**Task brief:** Search the material below for the word "each". Copy every line where it is found.

(Information begins)

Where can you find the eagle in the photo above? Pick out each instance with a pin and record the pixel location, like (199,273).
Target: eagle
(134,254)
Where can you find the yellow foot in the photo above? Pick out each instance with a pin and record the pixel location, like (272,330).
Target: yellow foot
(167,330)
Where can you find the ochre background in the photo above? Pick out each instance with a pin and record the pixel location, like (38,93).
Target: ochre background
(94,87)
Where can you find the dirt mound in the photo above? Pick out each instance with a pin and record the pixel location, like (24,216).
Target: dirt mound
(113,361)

(Information ends)
(Information begins)

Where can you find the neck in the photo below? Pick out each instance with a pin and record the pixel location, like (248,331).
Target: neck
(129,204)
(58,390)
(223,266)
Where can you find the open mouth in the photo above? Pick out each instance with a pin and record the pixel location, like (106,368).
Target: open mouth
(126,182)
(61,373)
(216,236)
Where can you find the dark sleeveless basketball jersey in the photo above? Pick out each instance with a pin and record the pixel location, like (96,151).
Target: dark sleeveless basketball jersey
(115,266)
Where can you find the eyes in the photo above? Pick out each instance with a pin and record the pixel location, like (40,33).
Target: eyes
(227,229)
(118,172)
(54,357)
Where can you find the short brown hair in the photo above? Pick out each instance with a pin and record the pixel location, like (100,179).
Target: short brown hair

(Information ends)
(Information begins)

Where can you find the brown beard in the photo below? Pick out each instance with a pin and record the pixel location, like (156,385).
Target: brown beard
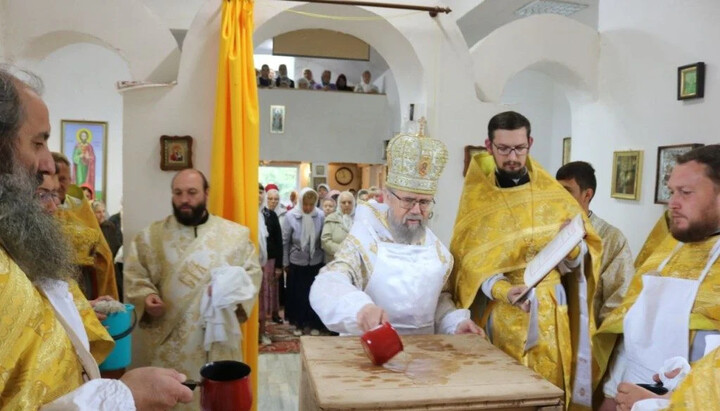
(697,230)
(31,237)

(Information ends)

**Response to this task:**
Where can you find the eagle in the photo above? Pick out each instance with a pin and record the pixel location, like (199,273).
Where can you find the yellow foot in the photo above? Pick out each instance with a pin and record the pixel location, like (272,330).
Where can you find the ochre background in the photo above? Pick out each instance with a pin and record the pixel location, like (38,93).
Where can you find the dirt mound in the photo above? Pick out each instance with a pin and record the pixel location, like (24,216).
Where can you find the neck in the photo below? Pick out each instance with a pin and record the pixel location, like (248,331).
Where can you find the open mouth in the photo above? Pick out each instance with a pin and record the pixel location, like (106,368).
Where can you find the dark sleeveless basketball jersey in the photo above? Pick out each instance with a pin and record the pixel location, like (96,151).
Where can you find the eyes in the photo above? Pick out each instance with a pin and record the pixel location, like (40,33).
Where can you find the short brown hair in the photo above? Pick out each instance with a pin and record the pixel location, like (100,179).
Where can you find the brown beard in the photo below? Pick out each instance with a pin and record the pixel location, like (156,385).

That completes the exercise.